[Passage to read]
Monday, November 10, 2008
Breath Deeply
Dear Mo was a true-blue, super-duper trooper today at the vets. She surprised everyone, by being so good, and so still through all of her testing, that there was no need to give her any anesthesia, and we were able to come and get her earlier then they had expected. I am very proud of her, as I know that she was very afraid, (resulting in a few accidents, but that is to be expected.)
Unfortunately the x-ray showed a large mass, and the vet is 85% sure it is cancer. He also concurred with my own research saying that would give us only another 3 to 6 months with our sweet baby girl. Suffice to say that I have cried a lot of tears today.
To be 100% sure of it being cancer, we would have to take her to a specialist for more tests and procedures, but everyone, including Mo's doctor, felt that it was best to just let this take it's own course of action, making each day the best it can be for her, as nothing can really be done for this type of cancer, and her quality of life would suffer if put through extra testing, and treatment. The last thing that I want is for Molasses to suffer.
Interestingly Mo has been the picture of health the last few days, and all of her symptoms have gone away... I like to think it is from all the well wishes, prayers and good energy that everyone has been sending. Thank you and keep it coming, as the vet said that if we can keep her going past the 6 month mark, then there is a good chance that she was actually in that other 15%, and the mass isn't cancer. He said that he didn't want to give me false hope, but I will take any and all hope that I can get.
In the midst of my tears and sadness, I have been filled with tremendous gratitude for all of the days that I have been so blessed to spend with Molasses BooDill, and I will be profoundly grateful for each more day I get to spend with her. I assure you, I have never taken her for granted, and often marvel at how such one little being can bring such enormous joy to all who meet her.
I also assure you that she will be getting lots of extra belly rubs and snuggle time, and almost anything else her little heart desires. Please continue to keep her in your thoughts from time to time, and hopefully she will defy the odds.
Thank you to each and everyone of you who took the time to comment or to email. Your kindness is deeply appreciated, and will not be forgotten.

[Information provided]
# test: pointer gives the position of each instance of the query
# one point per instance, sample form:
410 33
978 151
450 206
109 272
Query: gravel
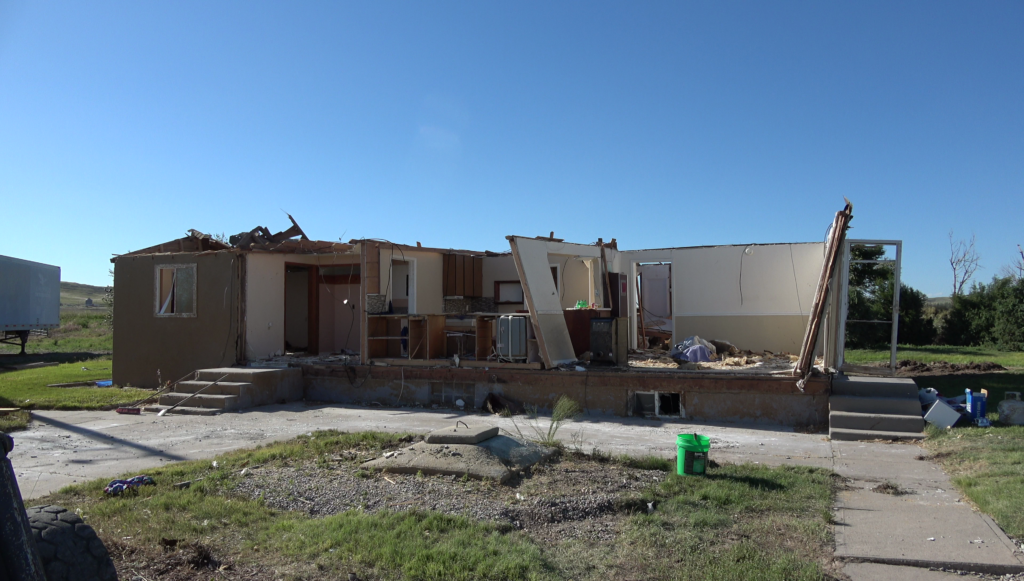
567 498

[Problem details]
Please answer these questions about the post on Mo's visit to the vet:
1. How sure is the vet that the mass is cancer?
2. How much more time would cancer give them with her?
3. What has happened to Mo's symptoms over the last few days?
The rows are separate from the post.

[Exercise answer]
1. 85% sure.
2. Only another 3 to 6 months.
3. They have all gone away.